── Text under study
Parallax Completes Open Hardware Vision With Open Source CPU
First time accepted submitter PotatoHead (12771) writes "This is a big win for Open Hardware Proponents! The Parallax Propeller Microcontroller VERILOG code was released today, and it's complete! Everything you need to run Open Code on an Open CPU design. This matters because you can now build a device that is open hardware, open code all the way down to the CPU level! Either use a product CPU, and have access to its source code to understand what and how it does things, or load that CPU onto a suitable FPGA and modify it or combine it with your design."
I run a company that releases all its hardware designs and am a huge proponent of OSHW. This gesture has limited utility simply because the people who use MCUs in designs aren't typically interested in delving into the minutiae of how the processor that runs the system is built. They're more interested in open source circuits which have real-world applications -- a low pass filter for smoothing PWM signals, a nice clean USB power supply, and so on.
Aside from absolutists positions like Stallman's, why is it important to have OS hardware? Why AMD64, Intel x86, or ARM is not good enough?
I wonder how this CPU performs? Does it compare to anything I'd care about ...?
────
── Record excerpts
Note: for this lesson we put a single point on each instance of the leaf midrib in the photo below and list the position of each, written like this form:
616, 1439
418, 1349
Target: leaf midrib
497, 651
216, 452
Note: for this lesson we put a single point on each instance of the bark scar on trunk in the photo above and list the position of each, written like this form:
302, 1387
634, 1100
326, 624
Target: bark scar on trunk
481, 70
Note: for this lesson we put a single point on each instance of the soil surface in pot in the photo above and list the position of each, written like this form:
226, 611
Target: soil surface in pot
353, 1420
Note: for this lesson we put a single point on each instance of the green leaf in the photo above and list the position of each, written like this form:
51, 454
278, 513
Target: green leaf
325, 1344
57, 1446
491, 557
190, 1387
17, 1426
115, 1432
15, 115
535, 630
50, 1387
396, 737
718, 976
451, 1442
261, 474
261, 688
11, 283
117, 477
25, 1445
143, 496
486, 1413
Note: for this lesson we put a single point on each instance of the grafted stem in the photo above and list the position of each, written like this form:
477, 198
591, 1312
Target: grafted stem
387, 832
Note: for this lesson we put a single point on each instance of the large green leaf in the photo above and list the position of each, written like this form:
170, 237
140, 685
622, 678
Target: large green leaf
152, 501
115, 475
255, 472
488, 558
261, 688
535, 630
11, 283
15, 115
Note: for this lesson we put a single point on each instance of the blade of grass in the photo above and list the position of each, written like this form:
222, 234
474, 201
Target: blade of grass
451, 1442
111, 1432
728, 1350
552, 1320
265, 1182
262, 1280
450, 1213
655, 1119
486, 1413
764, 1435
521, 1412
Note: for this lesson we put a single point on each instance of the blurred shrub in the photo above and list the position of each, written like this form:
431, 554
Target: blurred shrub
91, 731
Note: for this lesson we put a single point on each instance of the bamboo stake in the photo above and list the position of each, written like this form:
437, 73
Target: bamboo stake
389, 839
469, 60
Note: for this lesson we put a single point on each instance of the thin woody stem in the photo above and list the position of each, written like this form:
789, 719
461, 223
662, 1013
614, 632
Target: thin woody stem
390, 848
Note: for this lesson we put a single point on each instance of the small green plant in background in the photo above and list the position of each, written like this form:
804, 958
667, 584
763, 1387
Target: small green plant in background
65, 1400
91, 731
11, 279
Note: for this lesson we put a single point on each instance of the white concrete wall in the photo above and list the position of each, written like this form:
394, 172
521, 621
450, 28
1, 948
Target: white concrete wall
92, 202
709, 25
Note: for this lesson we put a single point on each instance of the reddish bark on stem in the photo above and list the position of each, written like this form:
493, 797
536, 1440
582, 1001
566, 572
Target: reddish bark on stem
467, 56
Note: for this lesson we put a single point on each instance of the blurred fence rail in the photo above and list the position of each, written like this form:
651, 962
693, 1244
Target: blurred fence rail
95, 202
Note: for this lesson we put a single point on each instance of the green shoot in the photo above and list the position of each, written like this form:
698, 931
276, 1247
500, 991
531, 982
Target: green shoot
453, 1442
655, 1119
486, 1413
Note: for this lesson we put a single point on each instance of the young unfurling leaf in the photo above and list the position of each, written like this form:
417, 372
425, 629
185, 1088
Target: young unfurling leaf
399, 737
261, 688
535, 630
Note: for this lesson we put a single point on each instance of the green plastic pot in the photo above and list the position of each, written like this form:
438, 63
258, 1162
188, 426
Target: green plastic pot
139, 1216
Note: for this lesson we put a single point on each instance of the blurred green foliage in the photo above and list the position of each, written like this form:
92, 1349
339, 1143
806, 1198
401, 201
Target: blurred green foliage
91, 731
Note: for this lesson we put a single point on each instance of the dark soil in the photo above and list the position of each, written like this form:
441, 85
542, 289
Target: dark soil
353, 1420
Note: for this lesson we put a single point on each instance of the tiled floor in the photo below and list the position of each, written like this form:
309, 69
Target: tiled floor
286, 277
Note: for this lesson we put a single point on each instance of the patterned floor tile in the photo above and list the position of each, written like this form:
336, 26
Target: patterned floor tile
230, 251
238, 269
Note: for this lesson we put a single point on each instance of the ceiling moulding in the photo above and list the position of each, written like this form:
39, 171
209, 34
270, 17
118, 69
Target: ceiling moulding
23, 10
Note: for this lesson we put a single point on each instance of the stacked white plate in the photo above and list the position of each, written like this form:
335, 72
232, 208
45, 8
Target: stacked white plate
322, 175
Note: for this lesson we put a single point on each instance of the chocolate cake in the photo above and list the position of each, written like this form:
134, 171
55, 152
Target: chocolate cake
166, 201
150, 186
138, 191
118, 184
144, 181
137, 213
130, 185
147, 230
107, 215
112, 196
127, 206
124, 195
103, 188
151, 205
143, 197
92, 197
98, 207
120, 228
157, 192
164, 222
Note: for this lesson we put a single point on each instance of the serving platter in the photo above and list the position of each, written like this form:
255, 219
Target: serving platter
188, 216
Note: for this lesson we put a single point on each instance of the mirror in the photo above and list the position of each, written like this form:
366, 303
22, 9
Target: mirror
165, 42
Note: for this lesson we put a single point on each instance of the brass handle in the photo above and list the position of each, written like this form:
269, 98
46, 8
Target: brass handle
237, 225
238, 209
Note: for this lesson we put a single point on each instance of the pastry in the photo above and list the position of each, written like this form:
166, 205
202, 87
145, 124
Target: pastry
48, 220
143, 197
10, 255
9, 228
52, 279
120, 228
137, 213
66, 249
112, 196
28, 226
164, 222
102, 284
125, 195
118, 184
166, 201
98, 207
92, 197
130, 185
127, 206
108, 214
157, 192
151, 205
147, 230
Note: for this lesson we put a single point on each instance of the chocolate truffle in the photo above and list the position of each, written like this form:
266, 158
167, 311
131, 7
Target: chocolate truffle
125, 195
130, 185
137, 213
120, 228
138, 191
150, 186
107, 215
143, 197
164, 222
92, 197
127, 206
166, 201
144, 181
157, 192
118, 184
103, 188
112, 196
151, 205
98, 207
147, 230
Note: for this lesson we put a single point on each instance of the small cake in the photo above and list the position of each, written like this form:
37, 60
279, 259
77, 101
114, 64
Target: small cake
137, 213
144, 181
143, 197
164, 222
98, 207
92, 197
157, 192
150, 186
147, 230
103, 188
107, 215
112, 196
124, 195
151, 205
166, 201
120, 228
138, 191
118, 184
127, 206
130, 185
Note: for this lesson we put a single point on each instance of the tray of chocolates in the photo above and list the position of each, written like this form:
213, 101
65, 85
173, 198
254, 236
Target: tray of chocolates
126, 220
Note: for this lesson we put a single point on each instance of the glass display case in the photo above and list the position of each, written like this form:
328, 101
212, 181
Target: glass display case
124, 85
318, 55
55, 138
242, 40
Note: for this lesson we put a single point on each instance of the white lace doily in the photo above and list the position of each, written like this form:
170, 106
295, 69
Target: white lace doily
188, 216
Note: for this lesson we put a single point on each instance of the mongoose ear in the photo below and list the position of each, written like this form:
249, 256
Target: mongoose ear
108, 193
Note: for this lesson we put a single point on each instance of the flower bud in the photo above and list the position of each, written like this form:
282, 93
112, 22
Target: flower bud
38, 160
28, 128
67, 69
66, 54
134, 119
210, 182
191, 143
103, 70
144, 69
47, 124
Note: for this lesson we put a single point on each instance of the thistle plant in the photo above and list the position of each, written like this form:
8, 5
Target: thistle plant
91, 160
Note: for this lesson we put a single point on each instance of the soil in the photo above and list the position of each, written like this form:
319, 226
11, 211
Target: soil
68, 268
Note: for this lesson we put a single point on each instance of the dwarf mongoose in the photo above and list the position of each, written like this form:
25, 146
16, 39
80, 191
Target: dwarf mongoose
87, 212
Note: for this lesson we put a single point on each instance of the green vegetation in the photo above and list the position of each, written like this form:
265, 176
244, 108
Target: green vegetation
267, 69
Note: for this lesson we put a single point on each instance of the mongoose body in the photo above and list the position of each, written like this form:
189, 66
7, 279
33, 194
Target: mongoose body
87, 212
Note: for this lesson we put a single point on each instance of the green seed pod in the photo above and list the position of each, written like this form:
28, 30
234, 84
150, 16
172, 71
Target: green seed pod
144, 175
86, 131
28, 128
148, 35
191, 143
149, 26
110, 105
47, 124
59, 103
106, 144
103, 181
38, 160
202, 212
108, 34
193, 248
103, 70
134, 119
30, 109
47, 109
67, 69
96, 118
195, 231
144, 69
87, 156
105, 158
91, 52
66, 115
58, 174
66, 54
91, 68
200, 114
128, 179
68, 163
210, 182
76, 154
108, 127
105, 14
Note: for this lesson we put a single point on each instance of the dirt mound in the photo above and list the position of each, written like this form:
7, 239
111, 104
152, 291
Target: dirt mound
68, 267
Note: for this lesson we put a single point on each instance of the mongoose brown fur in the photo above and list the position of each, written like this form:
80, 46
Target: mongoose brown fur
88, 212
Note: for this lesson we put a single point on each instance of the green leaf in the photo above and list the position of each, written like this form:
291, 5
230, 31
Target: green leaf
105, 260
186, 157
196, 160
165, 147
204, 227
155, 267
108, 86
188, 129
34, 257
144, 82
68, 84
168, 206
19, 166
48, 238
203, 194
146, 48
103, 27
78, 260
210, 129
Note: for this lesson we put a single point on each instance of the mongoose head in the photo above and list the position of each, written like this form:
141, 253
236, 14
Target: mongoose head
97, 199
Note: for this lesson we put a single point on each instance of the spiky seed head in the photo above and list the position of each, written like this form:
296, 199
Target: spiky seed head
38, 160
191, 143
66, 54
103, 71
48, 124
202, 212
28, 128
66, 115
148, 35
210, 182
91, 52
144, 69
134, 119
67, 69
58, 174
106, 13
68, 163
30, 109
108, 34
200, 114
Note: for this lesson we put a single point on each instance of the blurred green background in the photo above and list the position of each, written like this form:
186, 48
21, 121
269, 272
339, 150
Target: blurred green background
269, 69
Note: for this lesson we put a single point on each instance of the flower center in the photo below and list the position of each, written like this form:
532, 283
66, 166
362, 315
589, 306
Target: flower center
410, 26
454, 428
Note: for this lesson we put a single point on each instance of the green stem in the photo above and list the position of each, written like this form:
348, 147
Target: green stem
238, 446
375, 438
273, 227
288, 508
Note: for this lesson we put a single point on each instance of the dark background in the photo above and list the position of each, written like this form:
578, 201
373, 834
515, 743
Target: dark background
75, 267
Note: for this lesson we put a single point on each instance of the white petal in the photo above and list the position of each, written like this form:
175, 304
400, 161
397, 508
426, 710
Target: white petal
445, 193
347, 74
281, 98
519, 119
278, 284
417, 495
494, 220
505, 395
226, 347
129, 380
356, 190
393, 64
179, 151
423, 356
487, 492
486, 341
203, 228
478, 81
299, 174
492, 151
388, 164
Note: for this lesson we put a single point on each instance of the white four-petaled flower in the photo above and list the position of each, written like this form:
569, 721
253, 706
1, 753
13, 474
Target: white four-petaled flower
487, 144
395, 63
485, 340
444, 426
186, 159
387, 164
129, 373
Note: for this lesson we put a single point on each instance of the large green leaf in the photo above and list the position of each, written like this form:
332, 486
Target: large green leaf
────
_Apply what you read:_
1. Write out the passage of the Parallax open-source CPU text from "I run a company" to "not good enough?".
2. Continue the Parallax open-source CPU text from its last sentence.

_Exercise results:_
1.
I run a company that releases all its hardware designs and am a huge proponent of OSHW. This gesture has limited utility simply because the people who use MCUs in designs aren't typically interested in delving into the minutiae of how the processor that runs the system is built. They're more interested in open source circuits which have real-world applications -- a low pass filter for smoothing PWM signals, a nice clean USB power supply, and so on.
Aside from absolutists positions like Stallman's, why is it important to have OS hardware? Why AMD64, Intel x86, or ARM is not good enough?

2.
The Parallax Propeller CPU is mainly used for hard realtime applications. It has eight 32-bit cores (called "cogs"), each with 2k of dedicated memory, and 32k or shared memory. Each cog runs at 20 MIPS. That is not nearly enough speed or memory for any sort of general computing, but is enough for control loops in embedded systems. The most interesting thing about the PP, is that the general design philosophy is to use a separate core for each task, thus completely eliminating the need for interrupts. So real time latency is drastically reduced.
So how important is any of this? Well, the PP is not very popular, to say the least, and I have never seen one used outside of a hobby project. That is probably why they figure they have nothing to lose by opening it up.
Here's an open FPGA design:
Put a buttload of OR gates in parallel.
Follow them with a buttload of AND gates
There just isn't that much design in a basic FPGA to open up, not that I can see.
Said the blind man.. What you describe is the end user description of a PAL. FPGA's are completely different and PALs are not actually designed that way either. It is just the end user description, much like knowing the x86 instruction set doesn't mean you know how to design a modern x86 processor.
An Altera or Xillinx FPGA is predominately a sea of small SRAM's but there are also many many muxes, complicated interconnects, configurable special function blocks (like multiply/accumulators, IO cells, and Ethernet interfaces). There is also a great deal of logic just to efficiently move configuration bitstreams into the chip. The complexity per unit area is less than a typical ASIC, which makes FPGA's good subjects for bringing up on new process flows but it is definitely not trivial work. Much is low level and structural rather than logical but that doesn't make it easy.
That said, an open FPGA design would be pretty useless. The hardest part is that low level process dependent optimization and that is just not repeatable without an army of engineers, expensive closed source tools, and access to bleeding edge foundries.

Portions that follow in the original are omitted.